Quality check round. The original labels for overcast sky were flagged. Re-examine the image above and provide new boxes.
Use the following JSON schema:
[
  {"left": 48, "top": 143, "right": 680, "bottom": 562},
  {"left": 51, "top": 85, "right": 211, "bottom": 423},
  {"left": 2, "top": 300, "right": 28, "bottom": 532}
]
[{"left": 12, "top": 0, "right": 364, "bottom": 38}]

* * *

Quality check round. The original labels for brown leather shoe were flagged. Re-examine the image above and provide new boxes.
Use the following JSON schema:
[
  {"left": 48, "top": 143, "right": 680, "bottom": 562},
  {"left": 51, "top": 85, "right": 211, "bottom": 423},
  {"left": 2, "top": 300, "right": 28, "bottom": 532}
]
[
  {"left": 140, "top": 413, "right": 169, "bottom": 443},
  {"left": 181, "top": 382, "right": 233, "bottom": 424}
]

> **Objective**:
Which lines in the records above contain the string "labels"? Show each of them in full, matching case exactly.

> **Output for this task**:
Quality check round. The original labels for overcast sky were flagged. Re-examine the image above and provide new boxes.
Quality check round. The original labels for brown leather shoe were flagged. Re-examine the image above and provide new boxes.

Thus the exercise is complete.